_PROBLEM STATEMENT_: What is needed here is an exact transcription of the entries that follow.

-- -- --

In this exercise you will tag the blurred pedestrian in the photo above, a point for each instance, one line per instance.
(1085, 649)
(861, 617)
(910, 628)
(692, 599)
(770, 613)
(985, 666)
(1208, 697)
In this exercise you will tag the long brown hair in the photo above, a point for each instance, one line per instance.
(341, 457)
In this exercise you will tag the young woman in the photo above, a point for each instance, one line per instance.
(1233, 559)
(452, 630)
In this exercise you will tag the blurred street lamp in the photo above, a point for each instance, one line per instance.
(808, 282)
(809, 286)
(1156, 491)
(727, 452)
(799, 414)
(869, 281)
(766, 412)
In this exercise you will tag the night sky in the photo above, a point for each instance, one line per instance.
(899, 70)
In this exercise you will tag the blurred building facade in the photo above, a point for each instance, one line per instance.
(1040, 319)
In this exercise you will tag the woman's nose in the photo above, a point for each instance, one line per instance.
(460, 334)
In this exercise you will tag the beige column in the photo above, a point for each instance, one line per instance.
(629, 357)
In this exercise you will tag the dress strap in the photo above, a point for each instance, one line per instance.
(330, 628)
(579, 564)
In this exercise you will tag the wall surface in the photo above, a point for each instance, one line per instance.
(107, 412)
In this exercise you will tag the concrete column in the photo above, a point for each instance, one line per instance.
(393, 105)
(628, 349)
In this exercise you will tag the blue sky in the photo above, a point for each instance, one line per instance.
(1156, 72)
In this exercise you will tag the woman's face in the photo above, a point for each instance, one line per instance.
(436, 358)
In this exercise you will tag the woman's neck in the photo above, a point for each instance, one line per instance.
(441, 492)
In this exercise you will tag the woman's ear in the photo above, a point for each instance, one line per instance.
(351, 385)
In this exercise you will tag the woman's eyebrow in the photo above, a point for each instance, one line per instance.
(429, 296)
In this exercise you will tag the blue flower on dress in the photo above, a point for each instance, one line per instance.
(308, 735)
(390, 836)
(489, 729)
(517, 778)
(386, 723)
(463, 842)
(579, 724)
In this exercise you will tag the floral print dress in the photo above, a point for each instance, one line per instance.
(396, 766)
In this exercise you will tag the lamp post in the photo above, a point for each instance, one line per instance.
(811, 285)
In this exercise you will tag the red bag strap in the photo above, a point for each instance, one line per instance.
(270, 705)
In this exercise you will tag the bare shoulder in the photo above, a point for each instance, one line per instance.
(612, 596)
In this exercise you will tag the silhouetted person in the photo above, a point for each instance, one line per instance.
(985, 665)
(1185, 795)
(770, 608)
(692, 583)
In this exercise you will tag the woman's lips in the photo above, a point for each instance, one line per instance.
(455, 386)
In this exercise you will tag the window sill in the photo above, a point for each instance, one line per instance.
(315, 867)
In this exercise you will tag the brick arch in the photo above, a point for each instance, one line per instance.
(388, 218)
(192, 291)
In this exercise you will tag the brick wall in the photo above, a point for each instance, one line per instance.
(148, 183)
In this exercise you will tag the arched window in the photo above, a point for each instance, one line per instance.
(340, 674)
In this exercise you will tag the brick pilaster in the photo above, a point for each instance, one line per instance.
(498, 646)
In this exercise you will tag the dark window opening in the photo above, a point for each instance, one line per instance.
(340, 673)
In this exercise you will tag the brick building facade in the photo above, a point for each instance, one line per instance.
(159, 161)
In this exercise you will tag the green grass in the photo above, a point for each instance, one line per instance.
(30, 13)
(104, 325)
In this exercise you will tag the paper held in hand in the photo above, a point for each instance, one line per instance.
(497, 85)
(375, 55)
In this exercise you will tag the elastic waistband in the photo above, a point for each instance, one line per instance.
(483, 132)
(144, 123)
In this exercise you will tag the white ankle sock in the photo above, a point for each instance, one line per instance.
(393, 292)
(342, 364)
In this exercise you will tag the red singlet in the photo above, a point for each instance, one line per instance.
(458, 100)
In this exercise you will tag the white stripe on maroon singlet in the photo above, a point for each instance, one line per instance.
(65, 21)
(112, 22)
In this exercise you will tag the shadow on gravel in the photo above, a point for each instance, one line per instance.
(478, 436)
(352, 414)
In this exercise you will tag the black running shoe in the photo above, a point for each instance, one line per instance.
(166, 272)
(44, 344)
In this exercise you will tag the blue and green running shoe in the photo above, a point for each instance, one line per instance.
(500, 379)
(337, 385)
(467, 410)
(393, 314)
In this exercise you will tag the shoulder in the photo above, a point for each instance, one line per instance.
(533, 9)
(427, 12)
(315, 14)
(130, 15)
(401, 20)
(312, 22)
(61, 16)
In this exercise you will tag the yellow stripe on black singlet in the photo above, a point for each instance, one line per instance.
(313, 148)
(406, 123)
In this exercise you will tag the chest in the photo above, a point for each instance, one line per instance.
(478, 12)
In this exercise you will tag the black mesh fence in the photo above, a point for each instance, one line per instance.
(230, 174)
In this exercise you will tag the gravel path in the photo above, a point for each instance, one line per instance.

-- -- --

_ANSWER AREA_:
In this exercise you will tag the blurred pedestrian in the photo above, a point for each instance, one line per instance.
(1085, 649)
(861, 617)
(910, 628)
(692, 599)
(770, 613)
(985, 666)
(1208, 697)
In this exercise you will tag the long brown hair in the photo above, a point for each instance, one line per instance.
(341, 457)
In this exercise you will tag the young woman in the photo above, a point for each instance, one line per instance.
(1233, 559)
(452, 630)
In this exercise you will tag the blurred street lamp in the photo above, a point for each instance, one line per instance.
(808, 282)
(809, 286)
(1156, 491)
(727, 452)
(799, 414)
(869, 281)
(766, 412)
In this exercise you will tag the night sky in the photo above, a point for each instance, one line per instance.
(899, 70)
In this exercise you will tag the blurred building facade in the photo above, a point for each instance, one line per instance.
(1040, 319)
In this exercise you will tag the woman's nose in the photo above, a point for each instance, one line per instance.
(460, 334)
In this exercise you will tag the beige column in the photo above, a point for each instance, one line per instance.
(629, 357)
In this exercise you will tag the dress strap in the photo above, a point for each instance, one line per instance.
(330, 628)
(579, 564)
In this exercise you will tag the wall surface in the photo above, a point for each instance, one line per instance.
(107, 412)
In this exercise you will tag the concrete column in the photo above, a point for each instance, one line per instance.
(393, 105)
(628, 349)
In this exercise you will tag the blue sky in the photo above, a point for each instance, one line per instance.
(1156, 72)
In this exercise you will tag the woman's face in the photo above, a point for each instance, one line per instance.
(436, 358)
In this exercise you will tag the woman's neck in the photo above, a point for each instance, one line per instance.
(441, 492)
In this exercise you will tag the woman's ear in the photo above, a point for each instance, one line per instance.
(351, 385)
In this exercise you will tag the woman's eyebrow in the photo above, a point for each instance, one line per instance.
(429, 296)
In this exercise you will tag the blue flower on dress in the photo above, a point for each instance, one line per instance.
(308, 735)
(390, 836)
(489, 729)
(517, 778)
(386, 723)
(463, 842)
(579, 724)
In this exercise you will tag the floral print dress in the photo above, a point for each instance, one line per instance.
(396, 766)
In this exercise you will tag the lamp post in the photo above, a point for each instance, one line per instance.
(811, 285)
In this exercise you will tag the red bag strap in the photo above, a point for each instance, one line per instance.
(270, 705)
In this exercise you will tag the bare shoulder in the photo above, a point for each instance, one line per instance.
(612, 596)
In this exercise you will tag the silhouetted person in the photo above, a point for each instance, one line per instance.
(985, 665)
(1185, 795)
(770, 608)
(692, 583)
In this exercise you will tag the woman's lips in the photo above, a point for each instance, one line per instance.
(455, 386)
In this exercise you will tag the window sill in the photo above, a point for each instance, one line per instance.
(315, 867)
In this exercise you will tag the brick arch in the photo above, a point for each instance, one line per instance.
(388, 218)
(192, 291)
In this exercise you will tag the brick wall in the photo above, a point for each instance, one line per instance.
(148, 183)
In this exercise you will tag the arched window in the photo above, a point for each instance, one line per instance.
(340, 674)
In this exercise you will tag the brick pilaster in the photo above, a point for each instance, one line per instance.
(498, 646)
In this exercise you will tag the dark window opening in the photo above, a point for each instance, one line per instance.
(340, 673)
In this exercise you will tag the brick building facade in the photo above, a point for each instance, one line per instance.
(159, 161)
In this exercise you will tag the green grass in the photo above, a point for each instance, one line per instance.
(30, 13)
(104, 325)
In this exercise you will tag the paper held in hand in the photo above, a point for each instance, one line per instance.
(497, 85)
(375, 55)
In this exercise you will tag the elastic waistband in the photo above, a point for each instance, one line per instance.
(483, 132)
(144, 123)
In this exercise you will tag the white ankle sock in the photo above, a point for each instance, one line per instance.
(393, 292)
(342, 364)
In this exercise you will tag the red singlet in the photo above, a point for each instance, one line per instance.
(458, 100)
In this exercise you will tag the white stripe on maroon singlet in the photo above, a point for each instance, one line per instance.
(65, 21)
(112, 22)
In this exercise you will tag the shadow on gravel in the photo above, a point for each instance, one line per instance.
(478, 436)
(352, 414)
In this exercise you will tag the black running shoe in the photo above, a point for each instance, one line per instance.
(166, 272)
(44, 344)
In this exercise you will tag the blue and green running shoe in the photo above, a point for each instance, one line per instance.
(500, 379)
(337, 385)
(467, 410)
(393, 314)
In this exercise you will tag the shoulder in the photo above, a point for each instance, one line per instance.
(533, 9)
(427, 12)
(315, 14)
(130, 15)
(401, 20)
(312, 22)
(61, 16)
In this exercise you will tag the yellow stripe on black singlet in the photo above, a point for each instance, one line per instance.
(313, 148)
(406, 123)
In this exercise you will tag the chest in the photo above, a point for each instance, one line per instance.
(478, 12)
In this exercise you will tag the black mesh fence in the photo above, a point for each instance, one line per instance.
(230, 174)
In this exercise you will tag the gravel path in the photo above, a point for each instance, one line per instance.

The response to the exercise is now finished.